## Excerpted records
-=-=-
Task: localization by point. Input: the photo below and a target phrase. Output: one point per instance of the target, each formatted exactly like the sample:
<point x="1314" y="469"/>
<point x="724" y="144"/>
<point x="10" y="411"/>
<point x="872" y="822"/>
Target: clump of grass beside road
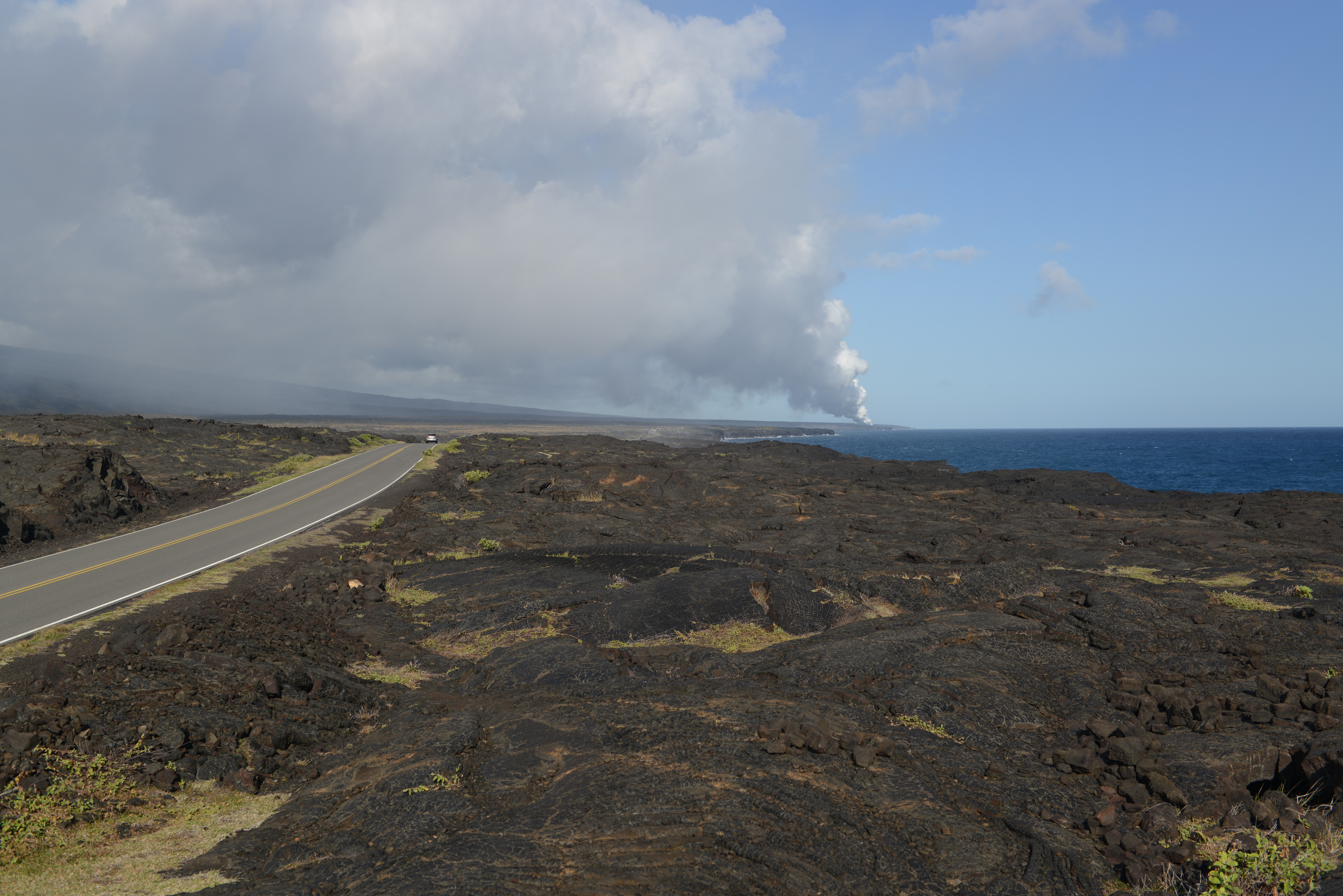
<point x="128" y="851"/>
<point x="297" y="465"/>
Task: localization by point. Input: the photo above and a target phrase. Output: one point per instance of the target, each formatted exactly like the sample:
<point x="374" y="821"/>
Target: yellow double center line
<point x="189" y="538"/>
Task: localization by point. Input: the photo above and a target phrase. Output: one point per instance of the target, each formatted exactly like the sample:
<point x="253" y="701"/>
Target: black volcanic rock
<point x="1003" y="683"/>
<point x="61" y="475"/>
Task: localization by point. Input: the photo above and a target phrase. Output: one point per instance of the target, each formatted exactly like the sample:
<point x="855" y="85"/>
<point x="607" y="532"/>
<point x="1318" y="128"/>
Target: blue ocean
<point x="1216" y="460"/>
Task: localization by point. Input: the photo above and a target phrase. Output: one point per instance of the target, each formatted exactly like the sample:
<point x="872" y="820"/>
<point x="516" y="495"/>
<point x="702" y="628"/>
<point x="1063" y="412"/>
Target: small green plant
<point x="80" y="785"/>
<point x="730" y="637"/>
<point x="1242" y="602"/>
<point x="438" y="782"/>
<point x="915" y="722"/>
<point x="1279" y="864"/>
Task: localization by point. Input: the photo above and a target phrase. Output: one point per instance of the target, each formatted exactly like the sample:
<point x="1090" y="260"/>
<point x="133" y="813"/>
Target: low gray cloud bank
<point x="546" y="202"/>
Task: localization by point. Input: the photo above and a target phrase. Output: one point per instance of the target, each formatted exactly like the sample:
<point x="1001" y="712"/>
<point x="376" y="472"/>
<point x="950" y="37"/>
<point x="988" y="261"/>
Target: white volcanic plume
<point x="512" y="201"/>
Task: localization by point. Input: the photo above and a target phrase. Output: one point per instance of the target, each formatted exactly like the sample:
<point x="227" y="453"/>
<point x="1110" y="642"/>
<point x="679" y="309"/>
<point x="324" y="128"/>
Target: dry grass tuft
<point x="95" y="858"/>
<point x="409" y="675"/>
<point x="1242" y="602"/>
<point x="469" y="647"/>
<point x="730" y="637"/>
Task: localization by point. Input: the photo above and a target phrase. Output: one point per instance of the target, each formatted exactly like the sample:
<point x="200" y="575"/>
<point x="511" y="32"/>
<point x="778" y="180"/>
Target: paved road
<point x="64" y="586"/>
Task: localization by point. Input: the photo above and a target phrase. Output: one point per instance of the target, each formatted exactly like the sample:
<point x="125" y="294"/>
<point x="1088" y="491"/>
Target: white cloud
<point x="1059" y="292"/>
<point x="906" y="104"/>
<point x="1161" y="25"/>
<point x="520" y="201"/>
<point x="973" y="46"/>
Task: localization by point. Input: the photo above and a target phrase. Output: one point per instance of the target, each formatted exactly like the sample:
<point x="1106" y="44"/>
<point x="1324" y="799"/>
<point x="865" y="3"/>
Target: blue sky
<point x="1190" y="185"/>
<point x="977" y="214"/>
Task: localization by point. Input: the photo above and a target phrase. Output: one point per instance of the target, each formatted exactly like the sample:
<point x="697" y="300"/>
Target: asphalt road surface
<point x="64" y="586"/>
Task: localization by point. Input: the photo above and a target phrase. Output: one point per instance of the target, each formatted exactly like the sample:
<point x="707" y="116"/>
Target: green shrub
<point x="1279" y="864"/>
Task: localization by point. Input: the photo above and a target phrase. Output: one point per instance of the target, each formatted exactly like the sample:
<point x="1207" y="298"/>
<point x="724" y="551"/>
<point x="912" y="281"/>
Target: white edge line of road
<point x="176" y="578"/>
<point x="193" y="516"/>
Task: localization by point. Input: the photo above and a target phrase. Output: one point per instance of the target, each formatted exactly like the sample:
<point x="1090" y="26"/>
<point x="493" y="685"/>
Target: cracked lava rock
-=-=-
## Problem description
Filter the material above down to the lines that contain the string "white", and copy each matching line in full.

## Task response
Target: white volcanic plume
Target: white cloud
Target: white edge line of road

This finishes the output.